- **Passage to read**:
Agency: U.S. Census Bureau.
Title: Boundary and Annexation Survey.
OMB Control Number: 0607-0151.
Form Number(s): BAS 1, BAS 2, BAS 3, BAS 4, BAS 5, BAS 6, BAS ARF, BASSC-1, BASSC-2.
Type of Request: Revision of a currently approved collection.
Burden Hours: 169,368.
Number of Respondents: 84,464.
Average Hours per Response: 2 hours.
Needs and Uses: The Boundary and Annexation Survey (BAS) is conducted to provide information documenting the creation of newly incorporated municipalities, minor civil divisions (MCDs), counties, federally recognized Start Printed Page 72816American Indian areas (AIAs, which include reservations and/or off-reservation trust lands), and Alaska Native Regional Corporations (ANRCs), the dissolution of incorporated municipalities and MCDs, and changes in the boundaries of municipalities, MCDs, counties, AIAs, and ANRCs. The BAS information is used to provide an appropriate record for reporting the results of the decennial and economic censuses; annual surveys to support the annual population estimates program, and the American Community Survey, to update the municipal, MCD, county, AIA, and ANRC inventory for compliance with responsibilities specified in the OMB Circular A-16 Governmental Units and Administrative and Statistical Boundaries Data Theme that supports the spatial data steward responsibilities of the OMB E-Gov, Data.gov, The National Map, and to update the Geographic Names Information Systems (GNIS).

- **Entries shown**:
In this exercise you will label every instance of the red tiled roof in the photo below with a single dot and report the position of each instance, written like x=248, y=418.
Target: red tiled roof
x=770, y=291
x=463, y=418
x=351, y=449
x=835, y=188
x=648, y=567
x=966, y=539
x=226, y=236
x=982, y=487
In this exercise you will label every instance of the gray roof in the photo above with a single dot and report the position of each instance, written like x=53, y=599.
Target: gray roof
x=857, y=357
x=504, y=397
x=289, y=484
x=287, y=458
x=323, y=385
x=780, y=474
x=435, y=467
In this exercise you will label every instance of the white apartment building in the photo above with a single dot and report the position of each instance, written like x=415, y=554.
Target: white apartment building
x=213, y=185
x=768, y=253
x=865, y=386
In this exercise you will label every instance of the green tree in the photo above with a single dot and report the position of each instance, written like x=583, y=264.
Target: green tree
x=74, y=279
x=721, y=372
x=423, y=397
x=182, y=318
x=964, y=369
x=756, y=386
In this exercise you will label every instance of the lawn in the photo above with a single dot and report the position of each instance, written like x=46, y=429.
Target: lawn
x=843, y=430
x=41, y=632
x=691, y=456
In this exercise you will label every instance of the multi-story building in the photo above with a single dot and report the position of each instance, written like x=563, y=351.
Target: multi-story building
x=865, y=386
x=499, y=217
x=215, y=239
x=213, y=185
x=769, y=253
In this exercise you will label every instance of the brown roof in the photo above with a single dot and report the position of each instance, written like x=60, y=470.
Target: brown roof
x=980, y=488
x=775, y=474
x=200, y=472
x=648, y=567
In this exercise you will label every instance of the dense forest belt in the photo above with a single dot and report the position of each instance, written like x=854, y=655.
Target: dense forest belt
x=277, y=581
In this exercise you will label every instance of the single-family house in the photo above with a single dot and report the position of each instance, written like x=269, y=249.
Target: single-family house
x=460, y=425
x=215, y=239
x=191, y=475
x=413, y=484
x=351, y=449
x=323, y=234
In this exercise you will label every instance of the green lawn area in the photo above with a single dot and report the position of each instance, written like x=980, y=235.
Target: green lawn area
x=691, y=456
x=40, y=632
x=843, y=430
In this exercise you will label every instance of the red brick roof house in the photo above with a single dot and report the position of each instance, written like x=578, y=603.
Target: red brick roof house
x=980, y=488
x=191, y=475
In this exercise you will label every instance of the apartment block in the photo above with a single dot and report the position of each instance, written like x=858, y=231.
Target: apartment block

- **Task prompt**: Copy the survey notice again, everything from "Form Number(s): BAS" down to "of Respondents: 84,464.", and swap "Respondents" for "Participants". The entries have nothing to do with the survey notice.

- **Response**:
Form Number(s): BAS 1, BAS 2, BAS 3, BAS 4, BAS 5, BAS 6, BAS ARF, BASSC-1, BASSC-2.
Type of Request: Revision of a currently approved collection.
Burden Hours: 169,368.
Number of Participants: 84,464.